### WHAT THIS TASK INVOLVES
Copy out the Café Society review word for word, from the title to the final line.

### QUOTED PASSAGE
+ + + + +

Café Society

Café Society

2016, PG-13, 96 min. Directed by Woody Allen. Starring Jesse Eisenberg, Kristen Stewart, Steve Carell, Blake Lively, Jeannie Berlin, Ken Stott, Corey Stoll, Parker Posey, Paul Schneider, Sari Lennick, Stephen Kunken, Anna Camp.

REVIEWED By Marjorie Baumgarten, Fri., July 29, 2016

Come for the sophisticated charm and intoxicating wit suggested by the term “café society.” Stay for the rote charms and recycled bons mots offered up by Woody Allen’s umpteenth movie, a decidedly lesser entry in the director’s vast catalog but, as with all Allen movies, a cut above most everything else that passes for comedy these days. (Woody Allen may be the best living example of the auteur theory in action, though if the filmmaker were to spend more time honing his scripts before rushing each new one into production with every passing season, Allen might have become one of the best living examples of artistry in action. Sigh.)

+ + + + +

Rows from a dataset:
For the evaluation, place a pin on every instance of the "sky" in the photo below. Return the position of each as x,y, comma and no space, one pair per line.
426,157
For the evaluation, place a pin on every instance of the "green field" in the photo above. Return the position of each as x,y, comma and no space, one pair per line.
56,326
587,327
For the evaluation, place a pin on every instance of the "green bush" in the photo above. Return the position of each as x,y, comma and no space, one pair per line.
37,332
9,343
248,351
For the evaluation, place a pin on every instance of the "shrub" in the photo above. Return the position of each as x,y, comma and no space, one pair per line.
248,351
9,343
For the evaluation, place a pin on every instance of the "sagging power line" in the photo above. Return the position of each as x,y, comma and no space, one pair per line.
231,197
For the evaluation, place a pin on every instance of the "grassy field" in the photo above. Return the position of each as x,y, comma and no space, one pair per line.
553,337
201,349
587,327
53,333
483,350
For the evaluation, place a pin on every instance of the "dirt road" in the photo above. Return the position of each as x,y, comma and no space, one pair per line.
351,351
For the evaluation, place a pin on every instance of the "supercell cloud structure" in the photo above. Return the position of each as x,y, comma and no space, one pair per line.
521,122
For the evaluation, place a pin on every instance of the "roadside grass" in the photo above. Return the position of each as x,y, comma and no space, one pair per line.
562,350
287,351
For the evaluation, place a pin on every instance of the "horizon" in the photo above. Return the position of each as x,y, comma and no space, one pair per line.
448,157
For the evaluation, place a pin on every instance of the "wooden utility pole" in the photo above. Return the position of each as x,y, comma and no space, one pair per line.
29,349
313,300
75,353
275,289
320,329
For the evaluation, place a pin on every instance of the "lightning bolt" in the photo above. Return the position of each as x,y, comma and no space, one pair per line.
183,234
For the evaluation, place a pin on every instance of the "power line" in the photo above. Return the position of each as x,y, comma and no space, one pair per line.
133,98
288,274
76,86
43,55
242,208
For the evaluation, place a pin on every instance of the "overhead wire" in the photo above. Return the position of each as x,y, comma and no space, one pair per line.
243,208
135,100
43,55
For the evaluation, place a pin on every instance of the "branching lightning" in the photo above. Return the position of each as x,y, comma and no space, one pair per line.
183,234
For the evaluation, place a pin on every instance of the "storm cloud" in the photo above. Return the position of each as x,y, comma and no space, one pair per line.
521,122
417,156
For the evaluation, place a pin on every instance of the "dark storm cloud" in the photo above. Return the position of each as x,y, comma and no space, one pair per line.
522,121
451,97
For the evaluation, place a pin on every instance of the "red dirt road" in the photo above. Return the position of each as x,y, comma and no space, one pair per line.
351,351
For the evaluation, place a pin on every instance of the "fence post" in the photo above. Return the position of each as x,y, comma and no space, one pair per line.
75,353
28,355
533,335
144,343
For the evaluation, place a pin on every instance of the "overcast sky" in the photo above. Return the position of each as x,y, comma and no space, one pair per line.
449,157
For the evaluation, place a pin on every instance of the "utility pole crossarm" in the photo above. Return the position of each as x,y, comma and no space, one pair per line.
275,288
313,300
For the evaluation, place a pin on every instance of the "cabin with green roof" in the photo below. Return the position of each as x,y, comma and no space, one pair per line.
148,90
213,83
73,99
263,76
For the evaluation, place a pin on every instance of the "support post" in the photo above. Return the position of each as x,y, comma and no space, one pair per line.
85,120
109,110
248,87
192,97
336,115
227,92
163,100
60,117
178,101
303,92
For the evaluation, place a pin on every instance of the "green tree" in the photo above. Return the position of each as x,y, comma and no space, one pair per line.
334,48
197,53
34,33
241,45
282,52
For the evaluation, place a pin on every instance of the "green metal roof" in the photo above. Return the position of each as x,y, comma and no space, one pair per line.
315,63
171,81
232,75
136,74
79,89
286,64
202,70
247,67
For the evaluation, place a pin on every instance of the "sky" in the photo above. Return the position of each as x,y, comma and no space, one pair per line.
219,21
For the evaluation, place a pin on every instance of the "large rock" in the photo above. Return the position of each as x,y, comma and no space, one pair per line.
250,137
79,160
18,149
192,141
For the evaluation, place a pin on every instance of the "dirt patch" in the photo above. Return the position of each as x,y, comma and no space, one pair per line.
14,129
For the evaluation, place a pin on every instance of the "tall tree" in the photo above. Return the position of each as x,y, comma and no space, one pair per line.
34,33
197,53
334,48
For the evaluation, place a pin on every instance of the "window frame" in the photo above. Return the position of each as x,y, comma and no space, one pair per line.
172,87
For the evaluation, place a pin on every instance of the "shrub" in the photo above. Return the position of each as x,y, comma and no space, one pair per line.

+ + + + +

### RESPONSE
Café Society

Café Society

2016, PG-13, 96 min. Directed by Woody Allen. Starring Jesse Eisenberg, Kristen Stewart, Steve Carell, Blake Lively, Jeannie Berlin, Ken Stott, Corey Stoll, Parker Posey, Paul Schneider, Sari Lennick, Stephen Kunken, Anna Camp.

REVIEWED By Marjorie Baumgarten, Fri., July 29, 2016

Come for the sophisticated charm and intoxicating wit suggested by the term “café society.” Stay for the rote charms and recycled bons mots offered up by Woody Allen’s umpteenth movie, a decidedly lesser entry in the director’s vast catalog but, as with all Allen movies, a cut above most everything else that passes for comedy these days. (Woody Allen may be the best living example of the auteur theory in action, though if the filmmaker were to spend more time honing his scripts before rushing each new one into production with every passing season, Allen might have become one of the best living examples of artistry in action. Sigh.)